Некоторых людей проклинают плохими сыновьями, некоторых — заблудшими дочерьми. Франсуаза д'Обинье долгое время была жертвой нечестивого отца. Констан д'Обинье принадлежал к старинному и почтенному роду и был сыном того знаменитого старого гугенотского генерала Теодора-Агриппы д'Обинье, который долгое время сражался под началом Генриха Наваррского, а в старости написал историю своего времени. Чтобы уравновесить это отличие, сын Констан принес семье весь возможный позор. После беспутной жизни, в которой он промотал свое наследство, он женился на богатой вдове, а затем, как говорят, ухитрился убрать ее с дороги. Он был заключен в тюрьму как убийца, но оправдан за недостатком улик. История гласит, что он был освобожден дочерью тюремщика, которую соблазнил в тюрьме и на которой женился, оказавшись на свободе. Он пытался поправить свое состояние на острове Мартиника, плохо обращался с женой и в конце концов сбежал, оставив ее и детей на произвол судьбы. Они последовали за ним во Францию и снова нашли его в заключении. Мадам д'Обинье была по-глупому привязана к своему никчемному супругу и жила с ним в его камере, где маленькая Франсуаза, родившаяся в тюрьме, теперь получала образование.

> _Суть задания_
Продолжите отрывок о Франсуазе д'Обинье и ее отце, начав сразу после его последнего предложения.

Фрагменты набора данных
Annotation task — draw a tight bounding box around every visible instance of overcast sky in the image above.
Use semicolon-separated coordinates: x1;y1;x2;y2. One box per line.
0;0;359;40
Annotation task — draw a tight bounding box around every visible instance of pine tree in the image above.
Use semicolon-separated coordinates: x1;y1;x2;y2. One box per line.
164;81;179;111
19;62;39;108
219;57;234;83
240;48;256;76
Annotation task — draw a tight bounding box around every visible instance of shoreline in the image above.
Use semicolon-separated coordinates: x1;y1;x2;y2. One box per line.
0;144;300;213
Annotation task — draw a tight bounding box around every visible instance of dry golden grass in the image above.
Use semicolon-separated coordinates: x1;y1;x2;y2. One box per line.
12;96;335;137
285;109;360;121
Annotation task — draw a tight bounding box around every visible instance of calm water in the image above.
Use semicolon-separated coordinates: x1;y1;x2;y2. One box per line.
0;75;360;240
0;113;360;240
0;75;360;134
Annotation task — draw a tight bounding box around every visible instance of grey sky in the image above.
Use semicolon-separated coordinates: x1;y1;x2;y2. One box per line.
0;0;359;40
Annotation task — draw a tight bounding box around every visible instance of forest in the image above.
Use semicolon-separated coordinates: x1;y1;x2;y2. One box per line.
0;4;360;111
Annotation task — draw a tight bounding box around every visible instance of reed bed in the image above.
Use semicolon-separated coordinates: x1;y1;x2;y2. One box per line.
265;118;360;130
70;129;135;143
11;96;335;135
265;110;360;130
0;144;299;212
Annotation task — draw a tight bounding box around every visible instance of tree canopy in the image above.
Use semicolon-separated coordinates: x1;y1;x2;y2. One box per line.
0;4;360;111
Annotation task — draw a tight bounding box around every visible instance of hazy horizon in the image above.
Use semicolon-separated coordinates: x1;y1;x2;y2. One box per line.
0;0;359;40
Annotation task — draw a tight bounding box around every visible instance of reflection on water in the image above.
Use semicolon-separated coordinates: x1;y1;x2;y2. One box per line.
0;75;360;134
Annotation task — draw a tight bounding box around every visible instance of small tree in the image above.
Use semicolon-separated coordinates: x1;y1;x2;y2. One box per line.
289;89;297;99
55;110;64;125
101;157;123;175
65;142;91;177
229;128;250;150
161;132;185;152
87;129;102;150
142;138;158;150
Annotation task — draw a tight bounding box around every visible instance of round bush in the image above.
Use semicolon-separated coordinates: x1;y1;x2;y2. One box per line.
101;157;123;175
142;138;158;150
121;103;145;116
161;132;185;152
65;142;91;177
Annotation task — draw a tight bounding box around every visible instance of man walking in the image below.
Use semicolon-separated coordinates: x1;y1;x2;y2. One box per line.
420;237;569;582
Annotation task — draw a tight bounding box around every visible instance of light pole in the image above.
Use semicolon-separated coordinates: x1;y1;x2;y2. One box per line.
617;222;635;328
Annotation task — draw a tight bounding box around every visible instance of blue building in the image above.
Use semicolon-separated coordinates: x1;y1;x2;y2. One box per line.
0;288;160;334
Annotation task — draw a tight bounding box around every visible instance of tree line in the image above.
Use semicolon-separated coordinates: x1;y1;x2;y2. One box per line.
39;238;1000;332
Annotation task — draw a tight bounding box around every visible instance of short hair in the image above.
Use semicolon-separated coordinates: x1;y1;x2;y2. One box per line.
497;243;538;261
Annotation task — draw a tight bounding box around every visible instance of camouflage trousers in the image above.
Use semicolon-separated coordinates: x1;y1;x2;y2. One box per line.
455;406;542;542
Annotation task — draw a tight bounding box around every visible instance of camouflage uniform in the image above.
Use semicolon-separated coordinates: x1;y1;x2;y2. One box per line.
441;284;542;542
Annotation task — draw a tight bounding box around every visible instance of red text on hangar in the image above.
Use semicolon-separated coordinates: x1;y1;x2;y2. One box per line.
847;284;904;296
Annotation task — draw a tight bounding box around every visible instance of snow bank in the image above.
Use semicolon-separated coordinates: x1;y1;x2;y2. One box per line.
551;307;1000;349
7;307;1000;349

> _Результат задания_
Спасенная от голодной смерти достойной теткой-гугеноткой, мадам де Вилетт, маленькая девочка воспитывалась как протестантка, и, как оказалось, весьма стойкая, по крайней мере, некоторое время. Но мадам д'Обинье, которая была католичкой, не позволила ей долго оставаться под защитой кальвинистской дамы и отправила ее на обращение к своей крестной матери, вышеупомянутой мадам де Нейян. Эта женщина, которая была так безжалостна, как только может быть женщина, буквально сломила ее в католицизм, обращалась с ней как со служанкой, заставляла чистить лошадей и расчесывать волосы горничной, а когда все эти усилия не увенчались успехом, отправила ее в монастырь, чтобы довершить дело. Монахини сделали с помощью правдоподобных доводов то, что было начато преследованиями, и юная Франсуаза, в то время, когда ее представили Скаррону, была весьма добропорядочным членом «единственно истинной церкви».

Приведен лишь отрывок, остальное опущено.